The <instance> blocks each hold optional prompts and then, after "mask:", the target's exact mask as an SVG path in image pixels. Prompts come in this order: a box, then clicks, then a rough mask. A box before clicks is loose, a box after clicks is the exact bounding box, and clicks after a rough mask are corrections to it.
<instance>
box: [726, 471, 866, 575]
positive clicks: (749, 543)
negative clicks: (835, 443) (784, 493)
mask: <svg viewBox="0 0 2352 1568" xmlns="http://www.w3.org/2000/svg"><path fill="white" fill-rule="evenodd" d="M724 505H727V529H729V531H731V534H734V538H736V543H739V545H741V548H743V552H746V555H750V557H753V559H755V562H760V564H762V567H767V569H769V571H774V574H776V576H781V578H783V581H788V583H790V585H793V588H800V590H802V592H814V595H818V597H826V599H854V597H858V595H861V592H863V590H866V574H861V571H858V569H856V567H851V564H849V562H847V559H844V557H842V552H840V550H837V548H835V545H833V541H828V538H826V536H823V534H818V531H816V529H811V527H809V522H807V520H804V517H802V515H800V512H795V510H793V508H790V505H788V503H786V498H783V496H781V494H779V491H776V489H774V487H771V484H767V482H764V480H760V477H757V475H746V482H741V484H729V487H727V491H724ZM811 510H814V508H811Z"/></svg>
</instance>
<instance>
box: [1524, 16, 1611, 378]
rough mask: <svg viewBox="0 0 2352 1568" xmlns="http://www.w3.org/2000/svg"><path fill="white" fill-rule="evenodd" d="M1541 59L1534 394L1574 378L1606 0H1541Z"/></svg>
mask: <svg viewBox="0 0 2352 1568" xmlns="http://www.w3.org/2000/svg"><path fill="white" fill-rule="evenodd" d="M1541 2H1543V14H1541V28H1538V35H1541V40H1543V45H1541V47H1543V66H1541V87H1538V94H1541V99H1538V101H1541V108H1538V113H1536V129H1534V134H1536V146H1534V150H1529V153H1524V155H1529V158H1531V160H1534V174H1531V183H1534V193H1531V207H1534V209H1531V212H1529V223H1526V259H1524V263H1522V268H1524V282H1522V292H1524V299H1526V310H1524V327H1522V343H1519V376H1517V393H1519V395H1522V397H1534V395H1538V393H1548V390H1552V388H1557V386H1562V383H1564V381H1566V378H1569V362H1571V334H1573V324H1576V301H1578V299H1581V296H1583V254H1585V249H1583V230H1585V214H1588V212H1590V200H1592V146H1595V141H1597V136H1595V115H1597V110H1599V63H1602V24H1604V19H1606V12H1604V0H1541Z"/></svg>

What is being asked:
Please pull out every line of the items above that contains the string "rough", treating uppercase and lowercase letters as different.

Answer to this problem:
The <instance> blocks each hold optional prompts and then, after "mask:", the target's exact mask as an SVG path in image pixels. Prompts come in this order: a box, then clicks, then a rough mask. A box before clicks is loose, a box after clicks is the exact bounding box, and clicks after a rough mask are corrections to it.
rough mask: <svg viewBox="0 0 2352 1568" xmlns="http://www.w3.org/2000/svg"><path fill="white" fill-rule="evenodd" d="M1541 59L1534 394L1574 378L1606 0H1541Z"/></svg>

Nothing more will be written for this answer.